Homelessness in Colorado: Denver Ballot Issue 303
Just a few weeks ago, Denver residents were asked to vote on Denver Ballot Issue 303. A YES vote on the ballot measure would have required the city to perform enforcement sweeps of unauthorized camping sites within 72 hours of a complaint being filed, while also creating a process for individuals to bring a civil action against the city if they failed to do so. The ordinance would also have limited camping on public property to four designated areas which the city would have been responsible for servicing with utilities.
While Denver residents ultimately voted NO on Ballot Issue 303, even if it had succeeded at the polls, the 72-hour requirement would have violated a federal order issued this past January, which requires seven days’ notice prior to performing a sweep of camping sites within the city.
Regardless of the political motivations and ultimate outcome of Ballot Issue 303, Denver, along with many cities within the United States, is facing a severe homelessness crisis. Every year, the Metro Denver Homeless Initiative (the “MDHI”) conducts a “Point in Time Count” to estimate how many individuals are experiencing homelessness within the city. The 2021 data shows a 40% increase in the number of individuals staying in a shelter on a single night, while the number of people experiencing homelessness for the first time doubled. According to the Denver Rescue Mission, more than 1,561 individuals are unsheltered, living on the streets or camping in open areas.
Finding an effective solution for reducing homelessness has proven to be a complicated and enduring issue. Over the past decade, Denver has seen rent and home values rise while the number of people moving to the city continues to increase. This has led to a dramatic decrease in the availability of affordable housing within Denver, and Colorado as a whole. According to the National Low Income Housing Coalition, for every 100 of Colorado’s lowest income households, there are only 30 affordable rental units available.

» **Given problem**
Using the text on Denver Ballot Issue 303, answer yes or no to whether each of these statements agrees with it, and quote the words that decide each one. (a) Denver voters approved Ballot Issue 303. (b) A federal order issued in January requires seven days' notice before the city sweeps camping sites. (c) The 2021 data shows that the number of people experiencing homelessness for the first time tripled.

» **Supplied information**
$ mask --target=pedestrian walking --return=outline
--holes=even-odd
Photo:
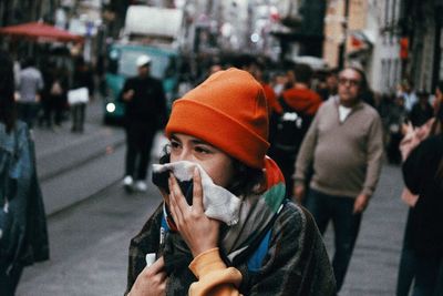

» **Result**
(a) No: "Denver residents ultimately voted NO on Ballot Issue 303"
(b) Yes: "which requires seven days’ notice prior to performing a sweep of camping sites within the city"
(c) No: "the number of people experiencing homelessness for the first time doubled"